WORK REQUEST
At the line containing "Tag every instance of the stroller", begin an exact copy of the lines below and continue through the final one, with no pictures.

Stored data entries
*****

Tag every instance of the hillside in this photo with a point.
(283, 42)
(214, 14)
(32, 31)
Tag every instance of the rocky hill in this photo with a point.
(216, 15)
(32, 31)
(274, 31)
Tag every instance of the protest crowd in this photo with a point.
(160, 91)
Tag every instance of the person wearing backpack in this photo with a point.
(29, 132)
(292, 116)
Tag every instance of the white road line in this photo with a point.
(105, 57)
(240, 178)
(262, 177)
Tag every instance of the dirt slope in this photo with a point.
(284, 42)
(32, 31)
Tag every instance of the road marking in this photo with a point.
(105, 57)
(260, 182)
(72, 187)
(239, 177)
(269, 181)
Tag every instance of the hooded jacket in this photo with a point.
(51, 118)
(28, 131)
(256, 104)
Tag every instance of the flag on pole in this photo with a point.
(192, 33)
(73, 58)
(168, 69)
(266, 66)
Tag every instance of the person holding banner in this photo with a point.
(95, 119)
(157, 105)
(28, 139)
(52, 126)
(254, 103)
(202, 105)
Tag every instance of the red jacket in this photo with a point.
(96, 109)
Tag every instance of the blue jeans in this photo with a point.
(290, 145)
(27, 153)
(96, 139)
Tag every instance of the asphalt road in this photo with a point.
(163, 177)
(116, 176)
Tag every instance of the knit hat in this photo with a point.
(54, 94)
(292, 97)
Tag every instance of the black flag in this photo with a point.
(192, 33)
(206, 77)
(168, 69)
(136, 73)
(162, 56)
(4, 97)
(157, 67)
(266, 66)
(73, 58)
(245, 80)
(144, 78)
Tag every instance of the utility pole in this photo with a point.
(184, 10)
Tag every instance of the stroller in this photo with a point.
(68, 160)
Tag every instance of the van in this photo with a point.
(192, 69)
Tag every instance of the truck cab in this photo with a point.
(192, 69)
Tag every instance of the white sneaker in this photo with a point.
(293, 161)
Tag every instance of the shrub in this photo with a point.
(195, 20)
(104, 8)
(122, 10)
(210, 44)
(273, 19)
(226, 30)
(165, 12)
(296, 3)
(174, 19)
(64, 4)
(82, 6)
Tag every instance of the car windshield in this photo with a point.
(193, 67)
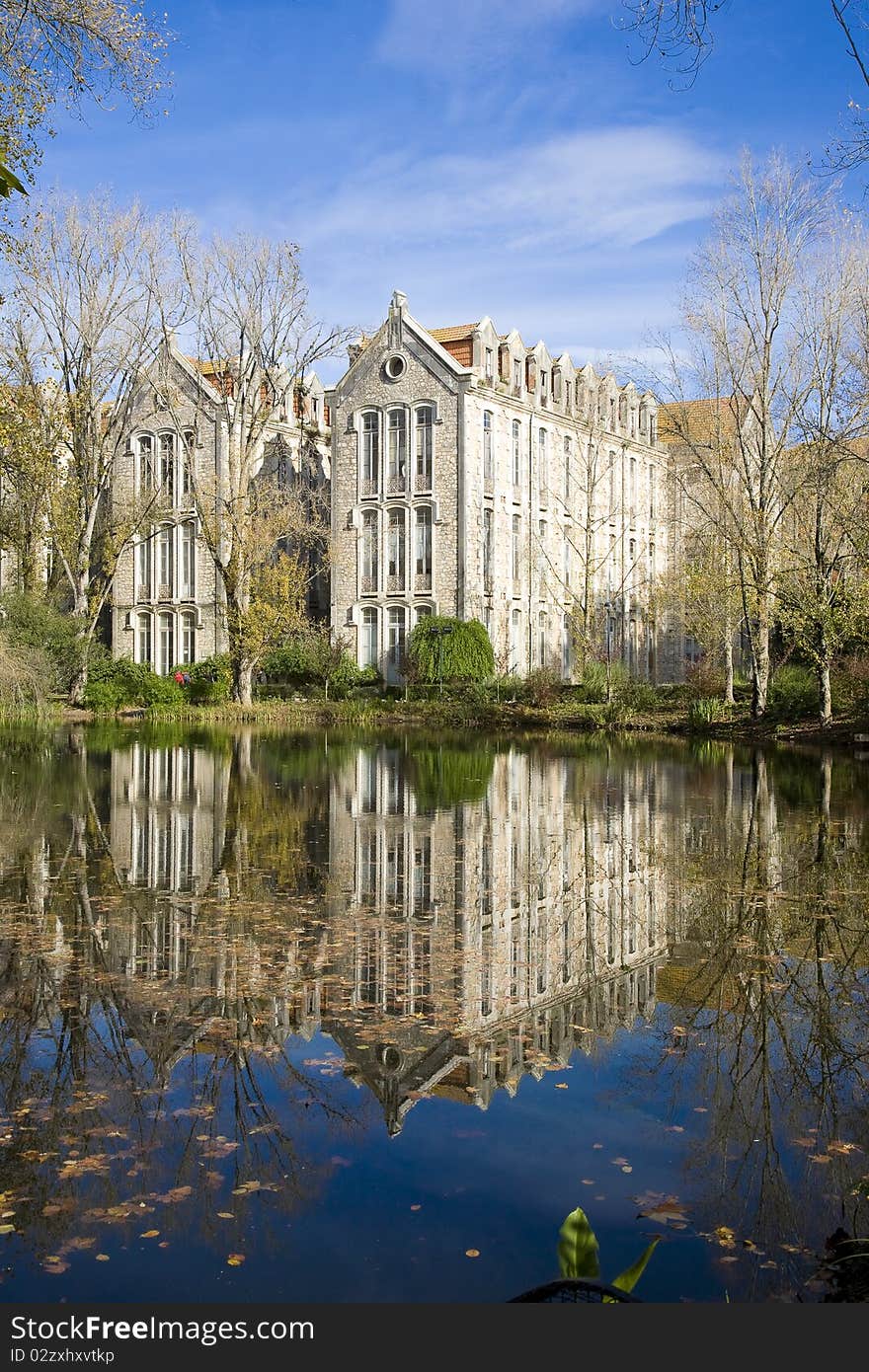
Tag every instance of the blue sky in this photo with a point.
(485, 157)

*****

RESPONSE
Tag every instance of the stroller in this photo with a point.
(68, 160)
Tag every instance of the van in this photo with a point.
(192, 69)
Tag every instance of the truck cab in this photo with a point.
(192, 69)
Tag every instance of the white sneaker in this photo with a point.
(293, 161)
Tag every instance of the shrub in this photo with a point.
(195, 20)
(104, 8)
(122, 10)
(210, 44)
(273, 19)
(226, 30)
(165, 12)
(296, 3)
(174, 19)
(64, 4)
(82, 6)
Tag every instance of the car windshield in this photo with a point.
(193, 67)
Tag every instance of the blue sky in this photo with a point.
(485, 157)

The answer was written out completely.